*WORK REQUIRED*
Transcribe the portion of the news release about the Viera stabbing trial starting at "Instead of accepting" and ending at "by the knife.".

Seal of the Suffolk County District Attorney's Office




PROSECUTOR: DEFENDANT’S KNIFE KILLED CLUB EMPLOYEE

Feb. 15, 2008

A Suffolk County prosecutor today told a Superior Court jury that the widely respected head of security for a Lansdowne Street nightclub died because a murder defendant stabbed him in the abdomen, leading directly to the medical complications that claimed his life almost two weeks later.

“Craig Viera died because this defendant, OSCAR ROSA (D.O.B. 10/22/86) murdered him,” Assistant District Attorney Rahsaan Hall said this morning during closing arguments in Rosa’s murder trial. “The defendant armed himself with a knife, came forward, lunged at Craig Viera, and stabbed him.”

Hall addressed the panel of 12 jurors and four alternates after four days of testimony indicating that Rosa, now 21 and a Natick resident, and a group of his friends were asked repeatedly to leave the former Embassy Club in the early morning hours of Nov. 26, 2006. Club employees testified that Rosa was so disruptive inside the club that he was physically restrained and taken to the ground twice by security personnel before being ejected.

Though Viera was not part of the security team that removed Rosa and his friends from the premises, Hall said, he supervised those employees and took charge of the scene outside the club – even going so far as to promise Rosa and his friends free admission the following weekend in a bid to bring calm to the situation.

“Though Craig Viera had nothing to do with removing the defendant from the club,” Hall said, “he appeared to be in charge – he represented the people who had treated the defendant and his friends badly.”

Instead of accepting the offer, however, Rosa and his friends remained in front of the club. As Viera tried to soothe their egos, Rosa allegedly pulled a knife, stepped forward, and drove it two to three inches into the Framingham bodybuilder’s abdomen. That injury lacerated Viera’s liver.

Multiple witnesses – including bouncers who recognized Rosa as the man they had restrained earlier in the evening – testified that they saw the defendant swing at Viera and connect, describing a motion that accurately reflected a medical examiner’s description of the path left by the knife.

“They saw Craig Viera standing in front of this group when this defendant came forward and swung at him, making a connection right here,” Hall said, gesturing toward his abdomen.

Viera was hospitalized following the stabbing and initially survived. After being released, however, clots started to form in his blood. The physically powerful man began to have difficulty breathing as the clots collected in his lungs, and – despite his mother’s desperate efforts to resuscitate him – he died on Dec. 8, 2006, when he could no longer breathe.

“The liver laceration put into effect a chain of events that, but for the defendant’s actions, would never have happened,” Hall said. “As a result, 13 days later, he lay lifeless in his mother’s arms.”

Superior Court Judge Regina Quinlan will instruct jurors on the law and they will likely begin their deliberations early this afternoon.

*MATERIAL PROVIDED*
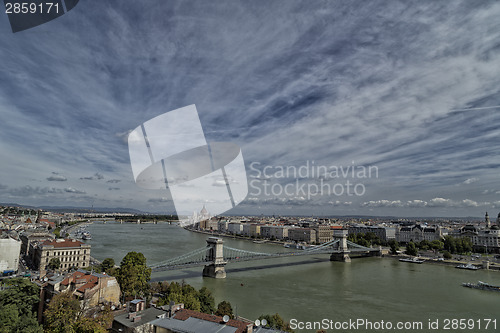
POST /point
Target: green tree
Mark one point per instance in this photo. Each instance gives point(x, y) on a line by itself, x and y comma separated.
point(224, 308)
point(134, 275)
point(54, 263)
point(18, 305)
point(411, 249)
point(62, 313)
point(276, 321)
point(207, 301)
point(394, 246)
point(437, 245)
point(107, 265)
point(57, 232)
point(450, 244)
point(65, 314)
point(447, 255)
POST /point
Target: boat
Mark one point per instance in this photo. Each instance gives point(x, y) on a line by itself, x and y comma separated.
point(482, 286)
point(414, 260)
point(468, 266)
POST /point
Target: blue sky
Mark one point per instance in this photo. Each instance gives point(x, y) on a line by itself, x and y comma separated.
point(410, 87)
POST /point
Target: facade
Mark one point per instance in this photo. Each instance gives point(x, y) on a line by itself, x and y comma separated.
point(307, 235)
point(324, 233)
point(384, 233)
point(34, 236)
point(71, 253)
point(235, 228)
point(274, 231)
point(418, 233)
point(92, 288)
point(487, 240)
point(222, 226)
point(193, 321)
point(137, 321)
point(10, 249)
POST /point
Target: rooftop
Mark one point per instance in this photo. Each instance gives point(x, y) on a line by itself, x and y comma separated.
point(59, 243)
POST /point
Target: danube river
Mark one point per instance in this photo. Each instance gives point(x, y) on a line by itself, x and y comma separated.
point(310, 289)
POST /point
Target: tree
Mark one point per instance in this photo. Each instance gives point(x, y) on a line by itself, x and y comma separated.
point(447, 255)
point(65, 314)
point(411, 249)
point(437, 245)
point(394, 246)
point(107, 265)
point(62, 313)
point(224, 308)
point(18, 305)
point(134, 275)
point(54, 263)
point(277, 322)
point(207, 301)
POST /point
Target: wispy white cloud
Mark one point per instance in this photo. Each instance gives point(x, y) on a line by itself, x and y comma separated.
point(410, 88)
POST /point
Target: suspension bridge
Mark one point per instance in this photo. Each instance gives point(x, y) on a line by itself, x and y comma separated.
point(215, 255)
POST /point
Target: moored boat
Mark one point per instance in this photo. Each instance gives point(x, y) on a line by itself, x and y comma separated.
point(468, 266)
point(413, 260)
point(482, 286)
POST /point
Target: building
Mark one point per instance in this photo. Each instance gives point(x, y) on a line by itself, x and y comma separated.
point(137, 319)
point(417, 233)
point(484, 240)
point(307, 235)
point(235, 228)
point(193, 321)
point(10, 249)
point(34, 236)
point(274, 231)
point(92, 288)
point(70, 252)
point(251, 230)
point(384, 233)
point(324, 233)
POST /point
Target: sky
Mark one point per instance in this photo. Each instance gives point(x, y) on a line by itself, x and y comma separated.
point(408, 90)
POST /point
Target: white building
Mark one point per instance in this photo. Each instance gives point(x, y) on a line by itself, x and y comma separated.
point(235, 228)
point(10, 249)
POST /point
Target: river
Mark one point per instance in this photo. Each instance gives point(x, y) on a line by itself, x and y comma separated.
point(310, 289)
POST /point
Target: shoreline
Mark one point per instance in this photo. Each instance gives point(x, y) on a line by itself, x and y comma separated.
point(492, 266)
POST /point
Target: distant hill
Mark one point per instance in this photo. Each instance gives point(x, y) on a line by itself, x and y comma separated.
point(70, 209)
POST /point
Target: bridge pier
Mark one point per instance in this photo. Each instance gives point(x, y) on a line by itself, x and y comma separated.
point(343, 254)
point(215, 254)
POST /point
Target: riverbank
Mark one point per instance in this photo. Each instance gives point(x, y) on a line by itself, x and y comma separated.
point(492, 265)
point(254, 240)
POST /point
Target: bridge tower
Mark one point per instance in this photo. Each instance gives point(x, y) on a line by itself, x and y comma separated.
point(215, 254)
point(343, 251)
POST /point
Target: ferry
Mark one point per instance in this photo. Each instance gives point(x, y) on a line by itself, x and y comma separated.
point(414, 260)
point(468, 266)
point(482, 286)
point(86, 235)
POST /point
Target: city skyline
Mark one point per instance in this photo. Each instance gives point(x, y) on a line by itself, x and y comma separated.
point(408, 89)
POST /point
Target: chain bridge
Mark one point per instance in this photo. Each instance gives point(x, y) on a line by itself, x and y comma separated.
point(215, 255)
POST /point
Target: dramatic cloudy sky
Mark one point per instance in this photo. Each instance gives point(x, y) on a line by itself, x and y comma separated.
point(411, 88)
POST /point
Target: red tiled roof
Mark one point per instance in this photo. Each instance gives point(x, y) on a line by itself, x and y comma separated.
point(65, 243)
point(88, 285)
point(184, 314)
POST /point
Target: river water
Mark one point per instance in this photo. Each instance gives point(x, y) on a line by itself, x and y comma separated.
point(311, 289)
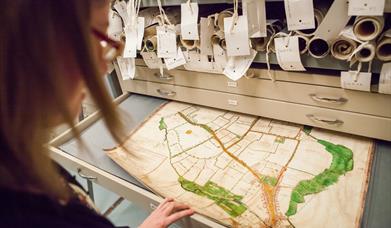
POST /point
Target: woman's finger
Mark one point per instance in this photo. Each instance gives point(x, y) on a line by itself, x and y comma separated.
point(165, 201)
point(178, 215)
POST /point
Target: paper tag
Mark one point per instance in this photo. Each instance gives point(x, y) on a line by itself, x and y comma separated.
point(256, 16)
point(121, 6)
point(207, 30)
point(220, 56)
point(127, 67)
point(299, 14)
point(166, 41)
point(140, 32)
point(130, 49)
point(115, 29)
point(385, 79)
point(366, 7)
point(198, 62)
point(237, 66)
point(334, 21)
point(237, 40)
point(189, 19)
point(177, 61)
point(288, 53)
point(352, 80)
point(151, 60)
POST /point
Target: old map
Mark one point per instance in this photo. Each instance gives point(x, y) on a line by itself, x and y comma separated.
point(247, 171)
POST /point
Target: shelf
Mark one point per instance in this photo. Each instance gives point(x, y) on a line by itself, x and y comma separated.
point(327, 63)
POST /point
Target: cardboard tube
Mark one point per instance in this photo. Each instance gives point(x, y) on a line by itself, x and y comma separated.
point(151, 43)
point(303, 43)
point(367, 53)
point(383, 48)
point(318, 47)
point(367, 28)
point(221, 16)
point(343, 47)
point(319, 15)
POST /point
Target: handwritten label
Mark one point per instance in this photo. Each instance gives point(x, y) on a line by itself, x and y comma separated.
point(151, 60)
point(127, 67)
point(237, 66)
point(299, 14)
point(288, 53)
point(256, 16)
point(207, 30)
point(189, 18)
point(352, 80)
point(237, 39)
point(175, 62)
point(166, 41)
point(385, 79)
point(366, 7)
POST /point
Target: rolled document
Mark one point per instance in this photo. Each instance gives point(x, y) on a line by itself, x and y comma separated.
point(151, 43)
point(222, 15)
point(318, 47)
point(383, 49)
point(319, 15)
point(367, 28)
point(343, 47)
point(303, 43)
point(367, 53)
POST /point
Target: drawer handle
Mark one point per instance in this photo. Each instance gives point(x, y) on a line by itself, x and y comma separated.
point(79, 171)
point(328, 100)
point(323, 120)
point(166, 93)
point(165, 76)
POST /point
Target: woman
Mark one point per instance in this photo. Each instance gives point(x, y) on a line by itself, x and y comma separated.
point(50, 53)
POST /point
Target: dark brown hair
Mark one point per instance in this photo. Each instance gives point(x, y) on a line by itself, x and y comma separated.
point(31, 87)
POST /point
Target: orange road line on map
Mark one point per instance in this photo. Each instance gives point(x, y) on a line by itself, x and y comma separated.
point(269, 190)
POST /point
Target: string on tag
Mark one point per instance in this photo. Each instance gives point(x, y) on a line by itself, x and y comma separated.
point(235, 16)
point(189, 5)
point(163, 19)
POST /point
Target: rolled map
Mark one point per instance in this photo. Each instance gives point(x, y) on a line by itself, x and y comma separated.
point(383, 48)
point(367, 28)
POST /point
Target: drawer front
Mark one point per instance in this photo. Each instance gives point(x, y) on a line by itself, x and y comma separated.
point(354, 123)
point(320, 96)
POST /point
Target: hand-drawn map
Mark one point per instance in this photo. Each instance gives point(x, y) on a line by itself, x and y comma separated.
point(247, 171)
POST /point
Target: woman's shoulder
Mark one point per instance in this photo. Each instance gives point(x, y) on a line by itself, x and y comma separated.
point(25, 209)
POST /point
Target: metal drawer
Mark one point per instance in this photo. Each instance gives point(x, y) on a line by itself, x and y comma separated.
point(296, 92)
point(349, 122)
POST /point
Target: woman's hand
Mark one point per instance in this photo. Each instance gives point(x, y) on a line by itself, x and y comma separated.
point(166, 213)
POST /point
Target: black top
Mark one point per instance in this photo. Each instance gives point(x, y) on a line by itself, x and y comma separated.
point(25, 209)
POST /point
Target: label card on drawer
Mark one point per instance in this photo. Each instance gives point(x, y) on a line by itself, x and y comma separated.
point(299, 14)
point(366, 7)
point(237, 66)
point(166, 41)
point(352, 80)
point(151, 60)
point(288, 53)
point(385, 79)
point(189, 18)
point(177, 61)
point(236, 37)
point(207, 30)
point(127, 67)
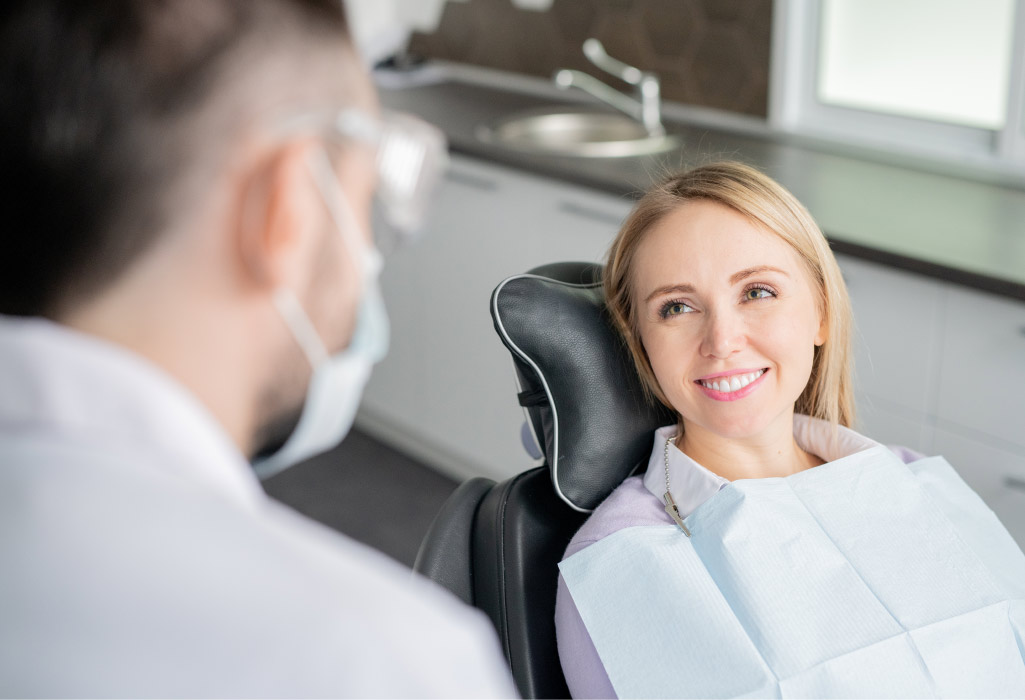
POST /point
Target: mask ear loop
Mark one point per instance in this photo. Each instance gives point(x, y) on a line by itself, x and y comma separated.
point(302, 329)
point(337, 206)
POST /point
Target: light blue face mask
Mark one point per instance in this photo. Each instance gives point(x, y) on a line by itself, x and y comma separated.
point(337, 381)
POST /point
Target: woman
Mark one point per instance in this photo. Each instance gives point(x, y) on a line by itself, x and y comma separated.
point(769, 549)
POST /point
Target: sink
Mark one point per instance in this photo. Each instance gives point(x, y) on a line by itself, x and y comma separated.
point(568, 132)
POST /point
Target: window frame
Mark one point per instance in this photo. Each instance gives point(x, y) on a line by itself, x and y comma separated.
point(793, 106)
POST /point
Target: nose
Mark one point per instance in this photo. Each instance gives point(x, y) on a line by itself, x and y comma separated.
point(723, 335)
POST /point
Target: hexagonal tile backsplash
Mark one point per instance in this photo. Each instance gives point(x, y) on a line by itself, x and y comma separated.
point(707, 52)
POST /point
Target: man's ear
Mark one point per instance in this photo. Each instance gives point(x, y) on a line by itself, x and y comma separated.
point(278, 218)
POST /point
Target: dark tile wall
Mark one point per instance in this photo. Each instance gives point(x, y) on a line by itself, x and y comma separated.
point(708, 52)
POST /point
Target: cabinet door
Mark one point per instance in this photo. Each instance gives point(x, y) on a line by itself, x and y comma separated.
point(894, 425)
point(446, 393)
point(997, 475)
point(983, 371)
point(896, 337)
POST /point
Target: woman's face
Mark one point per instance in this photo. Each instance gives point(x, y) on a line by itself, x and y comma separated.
point(728, 316)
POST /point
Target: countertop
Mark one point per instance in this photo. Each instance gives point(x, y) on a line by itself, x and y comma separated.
point(955, 229)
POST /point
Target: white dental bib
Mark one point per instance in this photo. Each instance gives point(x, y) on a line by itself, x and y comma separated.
point(863, 577)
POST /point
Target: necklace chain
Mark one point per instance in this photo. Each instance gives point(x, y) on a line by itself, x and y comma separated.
point(670, 504)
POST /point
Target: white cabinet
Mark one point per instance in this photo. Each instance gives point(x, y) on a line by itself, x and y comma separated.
point(446, 393)
point(996, 475)
point(982, 382)
point(896, 351)
point(941, 369)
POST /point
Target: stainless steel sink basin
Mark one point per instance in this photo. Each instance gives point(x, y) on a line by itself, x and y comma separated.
point(566, 132)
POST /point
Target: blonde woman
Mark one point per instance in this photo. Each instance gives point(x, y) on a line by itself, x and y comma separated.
point(769, 549)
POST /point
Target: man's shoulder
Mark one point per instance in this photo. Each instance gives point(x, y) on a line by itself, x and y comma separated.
point(234, 598)
point(630, 504)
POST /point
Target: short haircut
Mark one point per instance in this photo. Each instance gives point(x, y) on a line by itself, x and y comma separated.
point(829, 394)
point(98, 106)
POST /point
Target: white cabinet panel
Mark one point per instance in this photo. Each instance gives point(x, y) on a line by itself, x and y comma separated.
point(897, 321)
point(446, 393)
point(996, 475)
point(983, 369)
point(894, 425)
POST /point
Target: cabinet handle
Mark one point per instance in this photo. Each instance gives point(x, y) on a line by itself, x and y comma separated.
point(587, 212)
point(1014, 483)
point(470, 180)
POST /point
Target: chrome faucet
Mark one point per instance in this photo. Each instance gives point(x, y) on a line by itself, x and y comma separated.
point(645, 106)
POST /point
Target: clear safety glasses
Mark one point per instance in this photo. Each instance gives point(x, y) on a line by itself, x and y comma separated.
point(411, 158)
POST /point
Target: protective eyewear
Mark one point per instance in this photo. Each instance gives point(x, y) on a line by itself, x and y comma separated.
point(411, 158)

*WRITTEN SOLUTION*
Instead of accepting the offer, however, Rosa and his friends remained in front of the club. As Viera tried to soothe their egos, Rosa allegedly pulled a knife, stepped forward, and drove it two to three inches into the Framingham bodybuilder’s abdomen. That injury lacerated Viera’s liver.

Multiple witnesses – including bouncers who recognized Rosa as the man they had restrained earlier in the evening – testified that they saw the defendant swing at Viera and connect, describing a motion that accurately reflected a medical examiner’s description of the path left by the knife.